Rewrite the listing below with "one point per instance" changed to "a single point for each instance" wherever it occurs, keeping everything else the same.

##### STORED DATA

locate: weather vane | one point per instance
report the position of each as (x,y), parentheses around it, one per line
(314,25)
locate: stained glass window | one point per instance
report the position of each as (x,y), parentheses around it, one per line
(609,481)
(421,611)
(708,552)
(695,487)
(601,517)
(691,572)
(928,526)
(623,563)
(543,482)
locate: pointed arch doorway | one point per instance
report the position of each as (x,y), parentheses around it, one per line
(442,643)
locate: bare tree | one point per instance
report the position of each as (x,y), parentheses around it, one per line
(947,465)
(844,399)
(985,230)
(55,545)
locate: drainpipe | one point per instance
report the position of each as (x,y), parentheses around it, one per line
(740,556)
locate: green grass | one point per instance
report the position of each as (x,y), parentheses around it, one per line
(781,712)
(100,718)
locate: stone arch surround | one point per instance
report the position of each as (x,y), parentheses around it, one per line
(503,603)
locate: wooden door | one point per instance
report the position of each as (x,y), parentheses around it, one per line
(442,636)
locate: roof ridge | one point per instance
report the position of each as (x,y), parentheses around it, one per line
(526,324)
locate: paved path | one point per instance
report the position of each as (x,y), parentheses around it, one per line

##########

*WRITTEN RESPONSE*
locate: weather vane | a single point for each instance
report the position of each as (x,y), parentheses around it, one per line
(314,25)
locate: stained glass window | a single point for each instance
report the position of each as (x,y), parentheses around it, one per line
(609,481)
(421,611)
(708,552)
(695,487)
(601,517)
(691,572)
(928,526)
(623,563)
(543,482)
locate: pointed arch doorway | a single point for each instance
report the position of each as (x,y), parentheses around it, one per line
(442,643)
locate: bare tree | a single point for each instance
report the position of each as (x,y), parentheses around it, one per line
(947,465)
(844,399)
(985,230)
(55,545)
locate: drainpipe | a single point for each instance
report the position of each as (x,y), parentheses around it, one per line
(740,556)
locate: green grass | a single point for each instance
report the position of each as (x,y), parentheses around it, one per line
(781,712)
(100,718)
locate: stone arch surround | a single point for each instance
report the position of each as (x,y), parentheses around it, one per line
(503,603)
locate: wooden door | a single point for each instance
report the position of each as (x,y), parentheses around it, one per line
(442,636)
locate: roof ridge | a single point for each instance
report the position of each as (x,y), parentheses around it, one per line
(526,324)
locate: paved path | a single point for each instance
report the position of each as (x,y), parentheses around it, one per line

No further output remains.